**要件 A:** レコードのうち「Give bounding boxes for bird's blue」を含む行から最後の行までを、「claw」を「talon」に置き換えて書き直してください。それ以外は一切変えないでください。

**抜粋テキスト:**
---

Go My Way. – 角野友基インタビュー <後編> -「オリンピックに出て成績を残すのは、自分の中でのケジメだと思っている」

Photo: Christian Pondella / Red Bull Content Pool

<前編>では、出場が叶わなかった平昌五輪について、またコンペティションにこだわる理由や、自分の限界を超えるゾーンに対する自身の見解などについて話してくれた。インタビュー後編は、スノーボーダーとしてコンテスト以外に今後表現したいことや、これからの目標について話を続ける。
Edit+Text: HaruAki

*こちらの記事は、「STAY HOME」スペシャルコンテンツとして、FREERUN本誌 2020年1月号(2019年12月27発売)掲載インタビュー記事を特別公開しています。

E X P R E S S I O N  I N  M O V I E

「映像を観た全員の口が開いたまま塞がらないような作品を残したい」

-ゆくゆくは大会ではなく、映像で魅せたいという想いはある?
ありますね。自分の映像を観た全員の口が開いたまま塞がらないような作品を残したい。そのためなら1年じゃなくて2年に渡って撮り溜めてもいいです。もしくは、オレがカッコいいと思うライダーを集めてチームを作ってDVDを出すのもアリですね。それを引っさげて全国各地で試写会をやるのもいいなって。オレが昔から知ってるスノーボードってそうやったから。今みたいに大会を追いかけるカタチだけがスノーボードじゃないので。そこに戻りたいなって。

-どんなフィールドをメインにしたいの?

---

アノテーションデータセットのレコード:

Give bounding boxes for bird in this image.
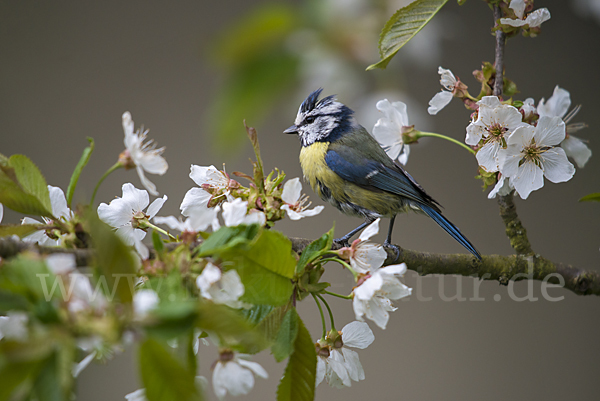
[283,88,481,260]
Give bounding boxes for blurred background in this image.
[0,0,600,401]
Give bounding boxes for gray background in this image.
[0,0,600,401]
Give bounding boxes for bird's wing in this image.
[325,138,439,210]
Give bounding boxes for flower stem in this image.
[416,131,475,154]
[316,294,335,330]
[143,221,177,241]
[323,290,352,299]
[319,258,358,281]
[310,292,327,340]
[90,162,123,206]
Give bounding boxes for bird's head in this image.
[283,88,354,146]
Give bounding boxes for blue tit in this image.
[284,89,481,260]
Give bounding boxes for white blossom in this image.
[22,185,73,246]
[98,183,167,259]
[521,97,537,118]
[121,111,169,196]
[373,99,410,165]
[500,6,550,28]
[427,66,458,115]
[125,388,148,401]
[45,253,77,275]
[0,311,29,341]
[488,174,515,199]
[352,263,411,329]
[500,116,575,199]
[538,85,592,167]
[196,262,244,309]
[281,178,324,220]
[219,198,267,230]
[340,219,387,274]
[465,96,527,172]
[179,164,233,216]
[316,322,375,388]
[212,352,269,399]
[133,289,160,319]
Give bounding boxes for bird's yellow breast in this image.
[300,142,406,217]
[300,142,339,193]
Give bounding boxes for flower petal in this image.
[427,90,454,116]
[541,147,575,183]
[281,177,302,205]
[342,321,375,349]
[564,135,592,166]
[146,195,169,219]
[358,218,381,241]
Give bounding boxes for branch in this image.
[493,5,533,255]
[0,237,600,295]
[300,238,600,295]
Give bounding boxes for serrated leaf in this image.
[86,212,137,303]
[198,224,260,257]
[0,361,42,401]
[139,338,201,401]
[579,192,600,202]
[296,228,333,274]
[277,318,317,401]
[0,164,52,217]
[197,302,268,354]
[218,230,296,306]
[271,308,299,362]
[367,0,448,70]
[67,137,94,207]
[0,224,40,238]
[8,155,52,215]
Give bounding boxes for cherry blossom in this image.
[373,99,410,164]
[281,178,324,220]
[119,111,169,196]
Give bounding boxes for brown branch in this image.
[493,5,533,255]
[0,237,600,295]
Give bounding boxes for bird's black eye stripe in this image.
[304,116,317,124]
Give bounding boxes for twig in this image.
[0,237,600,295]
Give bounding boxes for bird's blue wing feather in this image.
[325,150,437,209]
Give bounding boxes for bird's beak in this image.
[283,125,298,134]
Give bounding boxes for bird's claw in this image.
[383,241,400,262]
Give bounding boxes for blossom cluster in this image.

---

**要件 B:** 抜粋テキストで、角野友基は作品を残すためなら何年に渡って撮り溜めてもいいと言っていますか?

**回答 A:**
Give bounding boxes for bird's blue wing feather in this image.
[325,150,437,209]
Give bounding boxes for bird's beak in this image.
[283,125,298,134]
Give bounding boxes for bird's talon in this image.
[383,241,400,262]
Give bounding boxes for blossom cluster in this image.

**回答 B:** 2年です。